### Extrait à lire
○ ○ ○ ○

Une escapade à 10 millions de vues.
Depuis 2014, DS Automobiles vole de ses propres ailes après s’être affranchi de la maison mère Citroën. Du mois, en tant que marque, avec sa propre plateforme. La marque nouvellement indépendante entend déployer une nouvelle plateforme de marque. La dernière, datant de 2019, se construit autour de l’art du voyage à la française. Comment inscrire DS dans cet univers épicurien et luxueux, et s’adresser à l’ensemble de ses marchés ? Mogul, l’une des nouvelles agences de TBWA dédiée au brand content, propose un projet ambitieux : The Art of Travel, une création éditoriale originale produite par DS et diffusée sur Prime Vidéo dans 15 pays.
Comment arrive-t-on à faire diffuser du brand content sur une plateforme SVOD où les contenus de marques sont a priori absents du catalogue ? À quels défis Mogul et DS ont-ils été confrontés ?

○ ○ ○ ○

### Consigne écrite 1
Recopiez les entrées de la ligne contenant « Target: dry brown grass » jusqu'à la fin des entrées, en gardant chaque ligne de texte et en décalant de 95 chaque coordonnée de point. Laissez les images de côté.
L'extrait et les entrées n'ont aucun lien entre eux.

[Annotations de position]
○ ○ ○ ○

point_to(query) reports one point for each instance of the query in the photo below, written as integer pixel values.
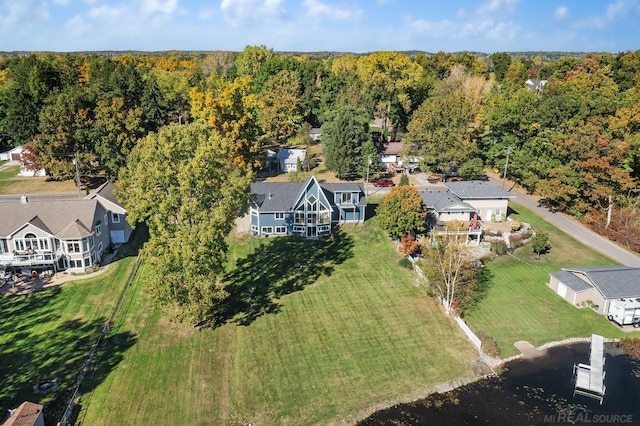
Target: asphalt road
(573, 227)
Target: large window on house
(311, 203)
(324, 217)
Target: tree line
(182, 133)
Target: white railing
(47, 258)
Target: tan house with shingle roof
(61, 234)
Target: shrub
(516, 225)
(405, 263)
(498, 246)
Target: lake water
(530, 392)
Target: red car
(384, 182)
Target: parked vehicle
(384, 182)
(625, 312)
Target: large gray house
(307, 209)
(61, 234)
(597, 285)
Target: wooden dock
(589, 378)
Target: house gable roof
(392, 148)
(284, 196)
(105, 195)
(478, 189)
(54, 217)
(614, 282)
(444, 201)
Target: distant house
(15, 154)
(11, 155)
(61, 234)
(391, 156)
(307, 209)
(599, 285)
(27, 414)
(490, 201)
(535, 85)
(288, 159)
(315, 134)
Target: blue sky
(317, 25)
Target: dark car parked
(384, 182)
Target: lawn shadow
(278, 267)
(57, 354)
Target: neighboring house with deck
(61, 234)
(597, 285)
(489, 200)
(307, 209)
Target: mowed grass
(521, 306)
(308, 351)
(48, 334)
(11, 183)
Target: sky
(357, 26)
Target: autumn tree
(402, 211)
(279, 114)
(443, 130)
(449, 268)
(177, 182)
(343, 137)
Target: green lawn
(47, 335)
(318, 340)
(520, 305)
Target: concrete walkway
(571, 226)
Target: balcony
(32, 259)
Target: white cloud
(108, 13)
(318, 8)
(615, 11)
(23, 12)
(560, 12)
(149, 7)
(246, 11)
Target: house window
(311, 203)
(324, 217)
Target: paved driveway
(572, 227)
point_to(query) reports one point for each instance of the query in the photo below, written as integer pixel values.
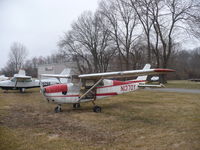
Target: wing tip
(164, 70)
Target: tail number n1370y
(125, 88)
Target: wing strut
(90, 89)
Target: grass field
(186, 84)
(137, 120)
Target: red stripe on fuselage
(64, 96)
(106, 94)
(117, 83)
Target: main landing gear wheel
(97, 109)
(77, 105)
(58, 109)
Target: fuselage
(71, 93)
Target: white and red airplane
(21, 82)
(90, 87)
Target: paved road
(175, 90)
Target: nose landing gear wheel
(58, 109)
(77, 105)
(97, 109)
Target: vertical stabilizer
(147, 66)
(22, 72)
(66, 71)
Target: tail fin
(147, 66)
(22, 72)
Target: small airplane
(3, 77)
(90, 87)
(21, 82)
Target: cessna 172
(3, 77)
(89, 87)
(21, 82)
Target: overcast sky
(37, 24)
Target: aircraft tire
(97, 109)
(57, 109)
(76, 105)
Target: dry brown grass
(139, 120)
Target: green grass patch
(137, 120)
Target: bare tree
(17, 55)
(142, 9)
(89, 43)
(123, 22)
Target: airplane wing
(22, 78)
(123, 74)
(55, 75)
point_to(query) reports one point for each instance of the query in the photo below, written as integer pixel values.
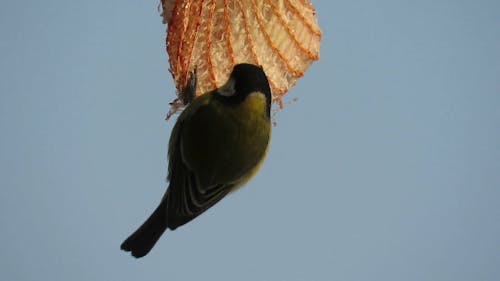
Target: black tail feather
(144, 238)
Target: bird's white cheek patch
(227, 89)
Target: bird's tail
(144, 238)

○ ○ ○ ○

### Consigne écrite 2
Dupliquez intégralement et sans aucun changement l'extrait sur DS Automobiles.

### Réponse correcte 1
Target: dry brown grass
(234, 215)
Target: green grass patch
(232, 215)
Target: bare tree
(112, 150)
(237, 104)
(184, 138)
(218, 117)
Target: airplane wing
(117, 173)
(218, 169)
(150, 170)
point_to(query) reports one point for each instance of the query in the photo below, written as integer pixel values.
Target: black tail feather
(239, 333)
Target: bird's white cheek patch
(322, 184)
Target: bird's tail
(239, 333)

### Réponse correcte 2
Une escapade à 10 millions de vues.
Depuis 2014, DS Automobiles vole de ses propres ailes après s’être affranchi de la maison mère Citroën. Du mois, en tant que marque, avec sa propre plateforme. La marque nouvellement indépendante entend déployer une nouvelle plateforme de marque. La dernière, datant de 2019, se construit autour de l’art du voyage à la française. Comment inscrire DS dans cet univers épicurien et luxueux, et s’adresser à l’ensemble de ses marchés ? Mogul, l’une des nouvelles agences de TBWA dédiée au brand content, propose un projet ambitieux : The Art of Travel, une création éditoriale originale produite par DS et diffusée sur Prime Vidéo dans 15 pays.
Comment arrive-t-on à faire diffuser du brand content sur une plateforme SVOD où les contenus de marques sont a priori absents du catalogue ? À quels défis Mogul et DS ont-ils été confrontés ?